=== TASK INSTRUCTIONS ===
Update the lines starting at the one containing "[Batch spec] Target class: tree." and ending after the one containing "119, 249, 130]]" by changing "Scan" to "Inspect" and leaving everything else unchanged. Return only those lines.

(Collected data entries)
#####

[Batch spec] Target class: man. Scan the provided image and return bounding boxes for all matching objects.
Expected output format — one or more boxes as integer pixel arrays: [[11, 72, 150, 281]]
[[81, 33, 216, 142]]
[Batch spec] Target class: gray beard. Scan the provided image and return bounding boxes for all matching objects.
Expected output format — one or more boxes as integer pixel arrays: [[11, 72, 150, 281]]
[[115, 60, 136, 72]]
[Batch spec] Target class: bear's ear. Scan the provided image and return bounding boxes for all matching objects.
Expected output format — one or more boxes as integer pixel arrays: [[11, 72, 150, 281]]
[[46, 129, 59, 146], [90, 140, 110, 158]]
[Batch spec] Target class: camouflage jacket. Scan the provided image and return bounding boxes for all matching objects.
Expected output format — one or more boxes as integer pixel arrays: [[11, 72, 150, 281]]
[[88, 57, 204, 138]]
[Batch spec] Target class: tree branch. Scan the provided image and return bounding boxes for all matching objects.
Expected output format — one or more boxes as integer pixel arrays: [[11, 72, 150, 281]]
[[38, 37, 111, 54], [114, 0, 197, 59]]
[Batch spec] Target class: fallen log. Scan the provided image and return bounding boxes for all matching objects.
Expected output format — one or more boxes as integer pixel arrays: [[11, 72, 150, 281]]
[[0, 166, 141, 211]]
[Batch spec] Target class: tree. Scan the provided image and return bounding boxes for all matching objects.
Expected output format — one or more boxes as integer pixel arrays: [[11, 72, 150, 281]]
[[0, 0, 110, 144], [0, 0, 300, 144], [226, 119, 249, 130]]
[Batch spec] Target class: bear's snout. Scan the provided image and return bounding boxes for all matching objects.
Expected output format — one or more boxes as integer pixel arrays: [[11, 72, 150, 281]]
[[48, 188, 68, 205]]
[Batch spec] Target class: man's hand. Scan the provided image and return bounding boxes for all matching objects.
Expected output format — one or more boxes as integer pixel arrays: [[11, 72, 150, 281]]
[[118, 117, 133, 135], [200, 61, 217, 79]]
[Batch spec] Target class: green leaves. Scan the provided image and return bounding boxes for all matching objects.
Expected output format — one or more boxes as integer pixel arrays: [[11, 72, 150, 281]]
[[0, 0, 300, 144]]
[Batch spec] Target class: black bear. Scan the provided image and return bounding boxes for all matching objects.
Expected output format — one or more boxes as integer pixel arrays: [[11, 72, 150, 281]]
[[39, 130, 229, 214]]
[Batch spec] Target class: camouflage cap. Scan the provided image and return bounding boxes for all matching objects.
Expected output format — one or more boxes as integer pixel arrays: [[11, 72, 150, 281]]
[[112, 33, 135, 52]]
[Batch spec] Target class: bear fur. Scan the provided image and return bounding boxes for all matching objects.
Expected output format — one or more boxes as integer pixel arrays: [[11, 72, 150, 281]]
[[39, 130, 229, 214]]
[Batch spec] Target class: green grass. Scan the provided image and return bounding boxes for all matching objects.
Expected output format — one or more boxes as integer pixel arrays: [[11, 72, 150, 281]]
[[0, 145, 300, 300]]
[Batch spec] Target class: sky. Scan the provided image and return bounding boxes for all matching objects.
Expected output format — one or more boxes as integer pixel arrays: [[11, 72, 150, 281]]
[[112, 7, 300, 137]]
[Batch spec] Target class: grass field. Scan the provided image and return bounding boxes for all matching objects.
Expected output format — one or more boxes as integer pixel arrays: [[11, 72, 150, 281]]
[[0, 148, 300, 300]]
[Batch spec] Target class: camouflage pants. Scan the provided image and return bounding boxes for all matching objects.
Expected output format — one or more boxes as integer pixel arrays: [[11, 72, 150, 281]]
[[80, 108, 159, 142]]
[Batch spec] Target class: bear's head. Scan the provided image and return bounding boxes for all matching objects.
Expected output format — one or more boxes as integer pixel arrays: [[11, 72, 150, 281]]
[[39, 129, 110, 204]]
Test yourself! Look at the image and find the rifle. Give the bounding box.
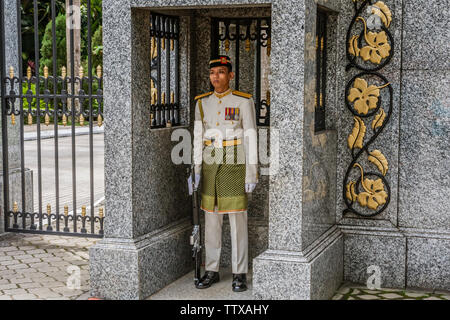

#####

=== RESPONSE ===
[Batch spec] Target class: tree. Inspect the provided image and return bounding boxes for all matching objects.
Expected output format — one or more boxes as integer pixel arrays: [[11, 72, 150, 281]]
[[0, 0, 110, 144], [0, 0, 300, 144], [226, 119, 249, 130]]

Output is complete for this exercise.